_Your objective_.
Where does the word "black" occur in the entries below? Copy every line that has it.

══ Information shown ══

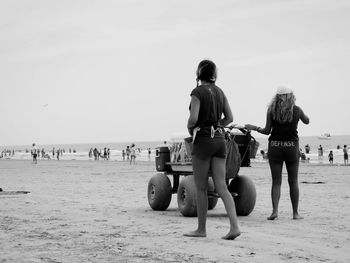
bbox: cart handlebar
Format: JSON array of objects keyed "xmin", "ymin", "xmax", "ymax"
[{"xmin": 226, "ymin": 124, "xmax": 249, "ymax": 134}]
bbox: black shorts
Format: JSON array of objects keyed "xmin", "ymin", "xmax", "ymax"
[
  {"xmin": 268, "ymin": 140, "xmax": 299, "ymax": 163},
  {"xmin": 192, "ymin": 135, "xmax": 226, "ymax": 160},
  {"xmin": 33, "ymin": 153, "xmax": 37, "ymax": 159}
]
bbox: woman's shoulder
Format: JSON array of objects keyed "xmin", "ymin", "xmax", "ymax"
[
  {"xmin": 294, "ymin": 105, "xmax": 301, "ymax": 110},
  {"xmin": 212, "ymin": 84, "xmax": 226, "ymax": 97},
  {"xmin": 293, "ymin": 105, "xmax": 303, "ymax": 114},
  {"xmin": 293, "ymin": 105, "xmax": 308, "ymax": 121},
  {"xmin": 190, "ymin": 86, "xmax": 202, "ymax": 96},
  {"xmin": 213, "ymin": 83, "xmax": 223, "ymax": 91}
]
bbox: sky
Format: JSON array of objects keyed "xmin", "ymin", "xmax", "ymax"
[{"xmin": 1, "ymin": 0, "xmax": 350, "ymax": 146}]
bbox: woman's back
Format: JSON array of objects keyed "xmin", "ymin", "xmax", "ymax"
[
  {"xmin": 270, "ymin": 105, "xmax": 302, "ymax": 141},
  {"xmin": 190, "ymin": 84, "xmax": 224, "ymax": 128}
]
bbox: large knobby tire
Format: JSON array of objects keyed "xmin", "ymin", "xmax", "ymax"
[
  {"xmin": 177, "ymin": 176, "xmax": 197, "ymax": 217},
  {"xmin": 148, "ymin": 173, "xmax": 172, "ymax": 211},
  {"xmin": 207, "ymin": 177, "xmax": 218, "ymax": 210},
  {"xmin": 228, "ymin": 175, "xmax": 256, "ymax": 216}
]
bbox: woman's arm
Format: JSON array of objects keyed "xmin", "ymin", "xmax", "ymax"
[
  {"xmin": 187, "ymin": 95, "xmax": 200, "ymax": 135},
  {"xmin": 245, "ymin": 109, "xmax": 272, "ymax": 135},
  {"xmin": 299, "ymin": 107, "xmax": 310, "ymax": 124},
  {"xmin": 219, "ymin": 93, "xmax": 233, "ymax": 127},
  {"xmin": 258, "ymin": 110, "xmax": 272, "ymax": 135}
]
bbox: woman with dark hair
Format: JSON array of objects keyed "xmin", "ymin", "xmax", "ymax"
[
  {"xmin": 246, "ymin": 86, "xmax": 309, "ymax": 220},
  {"xmin": 185, "ymin": 59, "xmax": 240, "ymax": 240}
]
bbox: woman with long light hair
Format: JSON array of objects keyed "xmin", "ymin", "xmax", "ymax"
[{"xmin": 246, "ymin": 86, "xmax": 309, "ymax": 220}]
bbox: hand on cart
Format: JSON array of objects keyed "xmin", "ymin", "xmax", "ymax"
[
  {"xmin": 244, "ymin": 124, "xmax": 257, "ymax": 131},
  {"xmin": 226, "ymin": 124, "xmax": 250, "ymax": 134}
]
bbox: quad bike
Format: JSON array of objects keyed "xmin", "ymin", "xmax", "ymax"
[{"xmin": 147, "ymin": 125, "xmax": 259, "ymax": 217}]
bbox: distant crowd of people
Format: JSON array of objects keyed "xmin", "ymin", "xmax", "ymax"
[
  {"xmin": 23, "ymin": 143, "xmax": 156, "ymax": 164},
  {"xmin": 87, "ymin": 144, "xmax": 153, "ymax": 165},
  {"xmin": 0, "ymin": 149, "xmax": 15, "ymax": 158},
  {"xmin": 30, "ymin": 143, "xmax": 75, "ymax": 163},
  {"xmin": 316, "ymin": 144, "xmax": 348, "ymax": 165},
  {"xmin": 0, "ymin": 145, "xmax": 79, "ymax": 163},
  {"xmin": 121, "ymin": 144, "xmax": 137, "ymax": 164},
  {"xmin": 120, "ymin": 144, "xmax": 151, "ymax": 164},
  {"xmin": 89, "ymin": 147, "xmax": 111, "ymax": 160}
]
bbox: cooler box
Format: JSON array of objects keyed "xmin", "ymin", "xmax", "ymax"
[{"xmin": 155, "ymin": 146, "xmax": 171, "ymax": 172}]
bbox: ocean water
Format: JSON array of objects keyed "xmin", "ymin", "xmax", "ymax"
[{"xmin": 1, "ymin": 134, "xmax": 350, "ymax": 164}]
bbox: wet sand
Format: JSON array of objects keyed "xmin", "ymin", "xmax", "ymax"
[{"xmin": 0, "ymin": 159, "xmax": 349, "ymax": 262}]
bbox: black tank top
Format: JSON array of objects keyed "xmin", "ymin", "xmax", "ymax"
[
  {"xmin": 269, "ymin": 105, "xmax": 301, "ymax": 141},
  {"xmin": 190, "ymin": 84, "xmax": 224, "ymax": 128}
]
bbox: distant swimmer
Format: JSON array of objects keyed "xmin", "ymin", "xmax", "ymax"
[
  {"xmin": 245, "ymin": 86, "xmax": 309, "ymax": 220},
  {"xmin": 304, "ymin": 144, "xmax": 310, "ymax": 154},
  {"xmin": 318, "ymin": 145, "xmax": 323, "ymax": 158},
  {"xmin": 31, "ymin": 143, "xmax": 38, "ymax": 164},
  {"xmin": 126, "ymin": 146, "xmax": 130, "ymax": 160},
  {"xmin": 130, "ymin": 144, "xmax": 136, "ymax": 165},
  {"xmin": 328, "ymin": 150, "xmax": 333, "ymax": 164},
  {"xmin": 148, "ymin": 148, "xmax": 151, "ymax": 160},
  {"xmin": 343, "ymin": 145, "xmax": 348, "ymax": 165}
]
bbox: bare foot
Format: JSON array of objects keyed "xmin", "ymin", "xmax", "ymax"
[
  {"xmin": 184, "ymin": 230, "xmax": 206, "ymax": 237},
  {"xmin": 222, "ymin": 231, "xmax": 241, "ymax": 240},
  {"xmin": 293, "ymin": 213, "xmax": 303, "ymax": 220},
  {"xmin": 267, "ymin": 212, "xmax": 278, "ymax": 220}
]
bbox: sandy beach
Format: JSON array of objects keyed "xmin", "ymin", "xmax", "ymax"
[{"xmin": 0, "ymin": 159, "xmax": 349, "ymax": 262}]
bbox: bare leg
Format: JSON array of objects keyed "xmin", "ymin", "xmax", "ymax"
[
  {"xmin": 268, "ymin": 160, "xmax": 283, "ymax": 220},
  {"xmin": 211, "ymin": 157, "xmax": 240, "ymax": 240},
  {"xmin": 286, "ymin": 160, "xmax": 303, "ymax": 219},
  {"xmin": 184, "ymin": 155, "xmax": 210, "ymax": 237}
]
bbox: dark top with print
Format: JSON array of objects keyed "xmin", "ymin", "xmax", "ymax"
[
  {"xmin": 190, "ymin": 84, "xmax": 225, "ymax": 128},
  {"xmin": 190, "ymin": 84, "xmax": 226, "ymax": 137},
  {"xmin": 269, "ymin": 105, "xmax": 302, "ymax": 141}
]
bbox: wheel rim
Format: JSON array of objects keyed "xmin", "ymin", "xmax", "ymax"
[
  {"xmin": 150, "ymin": 184, "xmax": 156, "ymax": 201},
  {"xmin": 180, "ymin": 189, "xmax": 186, "ymax": 204}
]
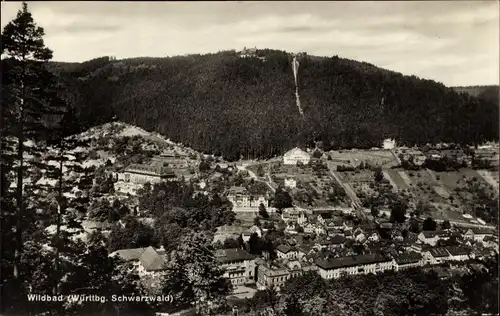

═══

_Result below_.
bbox: black shorts
bbox: black tank top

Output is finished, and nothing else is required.